§ **Exercise goal**
Duplicate the lines of the rows verbatim, everything from the line containing "Give the segmentation of every instance of the curled" down to the line containing "Mark the region of each instance of the curled", with both of those lines included.
** start Extracted material **
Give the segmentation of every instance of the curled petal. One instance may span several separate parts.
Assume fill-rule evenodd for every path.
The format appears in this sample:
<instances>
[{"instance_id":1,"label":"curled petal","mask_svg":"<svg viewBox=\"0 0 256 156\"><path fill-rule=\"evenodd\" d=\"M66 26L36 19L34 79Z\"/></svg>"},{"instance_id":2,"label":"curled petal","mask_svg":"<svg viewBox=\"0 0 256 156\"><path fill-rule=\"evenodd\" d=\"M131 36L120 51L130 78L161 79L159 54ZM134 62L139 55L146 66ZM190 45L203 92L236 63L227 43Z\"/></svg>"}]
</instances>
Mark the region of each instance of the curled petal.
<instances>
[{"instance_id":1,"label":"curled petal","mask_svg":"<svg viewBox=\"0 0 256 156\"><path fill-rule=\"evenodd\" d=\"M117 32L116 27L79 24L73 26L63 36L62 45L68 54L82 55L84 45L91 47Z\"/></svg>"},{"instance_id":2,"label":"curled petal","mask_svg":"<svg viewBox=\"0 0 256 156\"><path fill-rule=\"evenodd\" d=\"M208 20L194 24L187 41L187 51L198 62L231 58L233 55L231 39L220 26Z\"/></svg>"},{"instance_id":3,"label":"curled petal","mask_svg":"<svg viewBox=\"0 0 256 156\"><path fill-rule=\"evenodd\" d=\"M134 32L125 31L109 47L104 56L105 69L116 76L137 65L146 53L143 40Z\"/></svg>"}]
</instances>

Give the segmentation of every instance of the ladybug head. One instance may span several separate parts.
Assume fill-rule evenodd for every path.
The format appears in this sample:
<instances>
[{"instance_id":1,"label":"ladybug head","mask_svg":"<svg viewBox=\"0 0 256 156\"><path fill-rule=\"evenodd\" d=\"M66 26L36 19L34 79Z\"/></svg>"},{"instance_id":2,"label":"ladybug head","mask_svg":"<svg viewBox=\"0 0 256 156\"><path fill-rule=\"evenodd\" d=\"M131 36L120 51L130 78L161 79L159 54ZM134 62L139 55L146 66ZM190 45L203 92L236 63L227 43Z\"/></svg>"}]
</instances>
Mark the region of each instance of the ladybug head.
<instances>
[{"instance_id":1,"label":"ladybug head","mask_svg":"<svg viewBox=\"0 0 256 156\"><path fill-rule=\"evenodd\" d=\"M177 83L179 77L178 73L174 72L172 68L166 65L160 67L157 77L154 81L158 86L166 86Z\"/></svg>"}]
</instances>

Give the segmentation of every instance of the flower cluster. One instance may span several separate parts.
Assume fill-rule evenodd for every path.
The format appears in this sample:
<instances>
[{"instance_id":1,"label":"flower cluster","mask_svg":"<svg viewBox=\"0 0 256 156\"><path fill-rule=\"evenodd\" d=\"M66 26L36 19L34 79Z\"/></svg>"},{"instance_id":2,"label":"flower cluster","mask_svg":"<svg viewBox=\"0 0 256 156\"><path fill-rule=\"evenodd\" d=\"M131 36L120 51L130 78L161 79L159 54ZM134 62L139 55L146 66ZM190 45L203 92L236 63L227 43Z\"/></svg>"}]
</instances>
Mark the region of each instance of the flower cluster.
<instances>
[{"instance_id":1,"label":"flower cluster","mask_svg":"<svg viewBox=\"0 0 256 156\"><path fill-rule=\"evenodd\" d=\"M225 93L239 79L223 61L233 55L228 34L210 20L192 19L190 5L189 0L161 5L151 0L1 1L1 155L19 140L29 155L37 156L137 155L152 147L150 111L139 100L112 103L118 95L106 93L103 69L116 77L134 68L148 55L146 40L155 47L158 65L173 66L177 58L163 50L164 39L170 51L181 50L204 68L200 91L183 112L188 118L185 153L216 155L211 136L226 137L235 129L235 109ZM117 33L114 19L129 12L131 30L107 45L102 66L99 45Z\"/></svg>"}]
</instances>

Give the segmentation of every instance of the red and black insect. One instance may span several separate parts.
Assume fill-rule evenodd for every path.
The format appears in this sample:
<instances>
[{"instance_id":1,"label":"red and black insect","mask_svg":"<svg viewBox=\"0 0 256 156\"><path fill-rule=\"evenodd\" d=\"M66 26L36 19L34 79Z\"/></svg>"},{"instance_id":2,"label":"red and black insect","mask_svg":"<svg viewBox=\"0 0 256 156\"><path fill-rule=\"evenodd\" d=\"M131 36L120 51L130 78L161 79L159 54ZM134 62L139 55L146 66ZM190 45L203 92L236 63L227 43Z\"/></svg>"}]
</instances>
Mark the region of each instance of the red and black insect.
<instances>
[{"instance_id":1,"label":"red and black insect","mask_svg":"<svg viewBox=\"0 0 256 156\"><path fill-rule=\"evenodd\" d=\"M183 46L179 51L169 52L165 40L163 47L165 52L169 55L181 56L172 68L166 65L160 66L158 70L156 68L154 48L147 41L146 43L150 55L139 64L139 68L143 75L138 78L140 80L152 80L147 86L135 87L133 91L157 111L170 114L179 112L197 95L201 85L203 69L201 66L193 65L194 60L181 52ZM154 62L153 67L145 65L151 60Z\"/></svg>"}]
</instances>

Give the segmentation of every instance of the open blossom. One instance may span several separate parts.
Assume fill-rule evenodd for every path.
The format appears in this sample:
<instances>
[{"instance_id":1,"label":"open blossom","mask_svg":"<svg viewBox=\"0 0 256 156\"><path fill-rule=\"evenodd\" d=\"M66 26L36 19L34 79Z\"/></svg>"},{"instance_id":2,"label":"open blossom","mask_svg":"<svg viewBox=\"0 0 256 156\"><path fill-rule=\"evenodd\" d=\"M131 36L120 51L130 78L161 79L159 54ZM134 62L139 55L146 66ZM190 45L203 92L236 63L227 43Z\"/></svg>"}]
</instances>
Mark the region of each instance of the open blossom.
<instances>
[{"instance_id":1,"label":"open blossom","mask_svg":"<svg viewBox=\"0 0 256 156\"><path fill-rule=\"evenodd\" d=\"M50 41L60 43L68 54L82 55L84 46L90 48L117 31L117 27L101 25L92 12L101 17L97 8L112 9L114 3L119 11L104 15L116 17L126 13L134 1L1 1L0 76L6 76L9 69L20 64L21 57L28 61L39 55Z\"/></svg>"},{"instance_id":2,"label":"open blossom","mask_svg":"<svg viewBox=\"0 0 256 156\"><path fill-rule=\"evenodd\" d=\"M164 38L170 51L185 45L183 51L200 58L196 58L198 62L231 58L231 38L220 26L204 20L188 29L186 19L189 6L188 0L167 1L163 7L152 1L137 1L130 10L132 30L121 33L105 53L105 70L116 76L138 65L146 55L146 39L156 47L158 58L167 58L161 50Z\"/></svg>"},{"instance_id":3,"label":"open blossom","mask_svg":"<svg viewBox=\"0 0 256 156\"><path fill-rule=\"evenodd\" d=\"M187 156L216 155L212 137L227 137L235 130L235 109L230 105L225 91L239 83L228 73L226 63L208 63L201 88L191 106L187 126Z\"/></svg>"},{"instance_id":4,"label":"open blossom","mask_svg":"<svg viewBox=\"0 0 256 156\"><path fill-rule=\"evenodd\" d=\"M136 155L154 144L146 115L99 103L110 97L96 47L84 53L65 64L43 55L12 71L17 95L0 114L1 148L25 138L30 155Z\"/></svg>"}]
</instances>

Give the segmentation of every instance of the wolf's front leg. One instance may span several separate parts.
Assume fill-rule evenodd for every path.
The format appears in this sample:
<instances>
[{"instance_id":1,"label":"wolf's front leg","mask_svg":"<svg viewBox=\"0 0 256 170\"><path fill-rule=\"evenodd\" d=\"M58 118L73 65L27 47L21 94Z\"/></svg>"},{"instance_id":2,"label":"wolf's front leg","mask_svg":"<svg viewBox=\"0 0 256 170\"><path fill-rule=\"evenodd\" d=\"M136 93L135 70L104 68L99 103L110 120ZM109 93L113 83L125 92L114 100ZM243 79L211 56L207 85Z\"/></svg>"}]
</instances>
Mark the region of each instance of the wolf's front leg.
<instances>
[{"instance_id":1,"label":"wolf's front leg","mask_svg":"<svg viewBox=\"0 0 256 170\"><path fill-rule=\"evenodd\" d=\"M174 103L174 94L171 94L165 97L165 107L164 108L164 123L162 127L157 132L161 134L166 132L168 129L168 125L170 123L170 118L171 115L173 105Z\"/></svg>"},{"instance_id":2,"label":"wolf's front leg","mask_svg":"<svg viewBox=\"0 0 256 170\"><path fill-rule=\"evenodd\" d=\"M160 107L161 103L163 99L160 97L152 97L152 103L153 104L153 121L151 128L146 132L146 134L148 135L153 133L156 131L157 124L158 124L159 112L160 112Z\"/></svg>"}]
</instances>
** end Extracted material **
** start Extracted material **
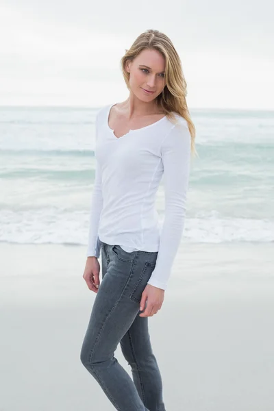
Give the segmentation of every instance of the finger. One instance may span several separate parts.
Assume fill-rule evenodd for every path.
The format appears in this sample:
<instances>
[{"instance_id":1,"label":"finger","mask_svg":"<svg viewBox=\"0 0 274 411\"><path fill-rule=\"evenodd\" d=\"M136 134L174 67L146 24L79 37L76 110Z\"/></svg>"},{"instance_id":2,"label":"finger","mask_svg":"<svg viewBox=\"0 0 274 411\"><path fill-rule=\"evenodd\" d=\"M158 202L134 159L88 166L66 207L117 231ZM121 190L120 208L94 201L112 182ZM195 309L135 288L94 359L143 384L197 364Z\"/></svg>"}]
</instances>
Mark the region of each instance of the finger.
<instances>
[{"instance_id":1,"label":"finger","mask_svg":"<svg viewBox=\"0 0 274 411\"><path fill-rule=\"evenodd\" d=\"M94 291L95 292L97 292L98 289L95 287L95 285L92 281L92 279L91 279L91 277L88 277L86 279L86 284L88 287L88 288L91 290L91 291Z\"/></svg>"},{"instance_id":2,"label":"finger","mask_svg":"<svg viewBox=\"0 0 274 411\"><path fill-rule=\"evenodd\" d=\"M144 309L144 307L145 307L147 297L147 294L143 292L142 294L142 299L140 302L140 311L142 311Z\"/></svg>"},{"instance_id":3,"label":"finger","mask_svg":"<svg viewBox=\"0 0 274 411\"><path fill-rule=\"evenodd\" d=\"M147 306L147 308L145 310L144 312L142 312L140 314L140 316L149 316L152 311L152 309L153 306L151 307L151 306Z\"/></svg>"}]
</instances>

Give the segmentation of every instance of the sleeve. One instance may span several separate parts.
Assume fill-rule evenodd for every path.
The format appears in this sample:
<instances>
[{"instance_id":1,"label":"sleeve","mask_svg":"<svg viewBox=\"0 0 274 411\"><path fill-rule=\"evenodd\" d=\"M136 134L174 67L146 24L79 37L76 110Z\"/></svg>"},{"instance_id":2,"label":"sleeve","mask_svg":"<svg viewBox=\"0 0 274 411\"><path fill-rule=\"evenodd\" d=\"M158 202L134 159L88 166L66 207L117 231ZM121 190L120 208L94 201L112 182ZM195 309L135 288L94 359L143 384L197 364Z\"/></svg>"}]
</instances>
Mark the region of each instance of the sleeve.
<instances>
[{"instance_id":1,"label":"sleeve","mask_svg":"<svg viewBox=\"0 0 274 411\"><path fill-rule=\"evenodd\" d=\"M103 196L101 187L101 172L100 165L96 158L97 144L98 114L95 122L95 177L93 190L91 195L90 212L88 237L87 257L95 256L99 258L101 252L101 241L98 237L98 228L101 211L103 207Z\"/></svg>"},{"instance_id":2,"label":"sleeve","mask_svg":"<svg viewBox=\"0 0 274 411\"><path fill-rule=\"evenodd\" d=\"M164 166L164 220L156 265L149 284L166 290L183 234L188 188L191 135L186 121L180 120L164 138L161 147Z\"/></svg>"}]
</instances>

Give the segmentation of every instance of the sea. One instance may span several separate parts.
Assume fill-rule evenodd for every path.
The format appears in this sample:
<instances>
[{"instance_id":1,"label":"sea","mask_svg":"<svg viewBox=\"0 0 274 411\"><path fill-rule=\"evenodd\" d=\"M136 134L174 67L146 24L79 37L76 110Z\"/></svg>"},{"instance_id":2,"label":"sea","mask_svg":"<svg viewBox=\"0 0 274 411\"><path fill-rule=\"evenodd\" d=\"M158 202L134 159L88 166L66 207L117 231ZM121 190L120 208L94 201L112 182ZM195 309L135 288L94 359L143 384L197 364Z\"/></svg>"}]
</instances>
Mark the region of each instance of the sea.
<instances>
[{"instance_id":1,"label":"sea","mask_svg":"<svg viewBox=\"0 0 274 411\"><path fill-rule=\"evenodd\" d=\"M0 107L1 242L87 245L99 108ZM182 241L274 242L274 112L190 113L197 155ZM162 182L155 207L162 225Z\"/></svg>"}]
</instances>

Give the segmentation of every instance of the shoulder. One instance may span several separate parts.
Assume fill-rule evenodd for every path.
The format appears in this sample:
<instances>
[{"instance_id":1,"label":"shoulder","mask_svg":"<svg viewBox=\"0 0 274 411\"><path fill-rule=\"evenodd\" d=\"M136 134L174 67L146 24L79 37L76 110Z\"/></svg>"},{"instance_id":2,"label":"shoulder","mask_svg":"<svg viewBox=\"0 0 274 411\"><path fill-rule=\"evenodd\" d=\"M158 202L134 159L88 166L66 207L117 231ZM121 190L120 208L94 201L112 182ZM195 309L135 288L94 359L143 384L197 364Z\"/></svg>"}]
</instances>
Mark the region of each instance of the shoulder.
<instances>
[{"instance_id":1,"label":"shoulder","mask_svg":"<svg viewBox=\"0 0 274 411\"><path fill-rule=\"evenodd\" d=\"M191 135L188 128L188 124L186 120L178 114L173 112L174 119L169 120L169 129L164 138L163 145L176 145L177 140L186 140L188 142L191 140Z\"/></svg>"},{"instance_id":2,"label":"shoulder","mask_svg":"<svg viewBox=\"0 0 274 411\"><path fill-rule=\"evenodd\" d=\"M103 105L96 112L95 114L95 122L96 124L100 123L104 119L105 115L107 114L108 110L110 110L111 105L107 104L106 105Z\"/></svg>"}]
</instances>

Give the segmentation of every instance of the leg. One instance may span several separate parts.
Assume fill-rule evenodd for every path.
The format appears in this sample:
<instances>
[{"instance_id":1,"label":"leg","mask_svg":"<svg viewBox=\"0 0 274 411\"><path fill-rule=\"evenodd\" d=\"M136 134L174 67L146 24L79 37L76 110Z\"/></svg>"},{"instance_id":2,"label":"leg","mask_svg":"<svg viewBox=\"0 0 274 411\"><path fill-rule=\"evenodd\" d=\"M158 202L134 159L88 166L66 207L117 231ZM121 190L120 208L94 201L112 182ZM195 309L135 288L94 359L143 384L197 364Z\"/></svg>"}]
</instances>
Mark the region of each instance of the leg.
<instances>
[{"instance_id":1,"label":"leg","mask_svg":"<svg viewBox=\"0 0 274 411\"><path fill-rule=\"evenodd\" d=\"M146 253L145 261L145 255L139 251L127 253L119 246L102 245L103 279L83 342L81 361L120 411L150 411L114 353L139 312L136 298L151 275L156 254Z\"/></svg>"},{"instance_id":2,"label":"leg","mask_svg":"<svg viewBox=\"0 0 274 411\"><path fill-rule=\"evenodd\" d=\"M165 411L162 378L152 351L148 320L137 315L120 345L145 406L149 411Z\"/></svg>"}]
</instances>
** end Extracted material **
§ **Result below**
Give the segmentation of every instance of the curled petal. One instance may span several separate parts.
Assume fill-rule evenodd for every path.
The format appears in this sample:
<instances>
[{"instance_id":1,"label":"curled petal","mask_svg":"<svg viewBox=\"0 0 256 156\"><path fill-rule=\"evenodd\" d=\"M66 26L36 19L34 79Z\"/></svg>"},{"instance_id":2,"label":"curled petal","mask_svg":"<svg viewBox=\"0 0 256 156\"><path fill-rule=\"evenodd\" d=\"M131 36L120 51L130 78L161 79L159 54ZM134 62L139 55L146 66ZM190 45L203 92L236 63L227 43Z\"/></svg>"}]
</instances>
Mark the region of each instance of the curled petal.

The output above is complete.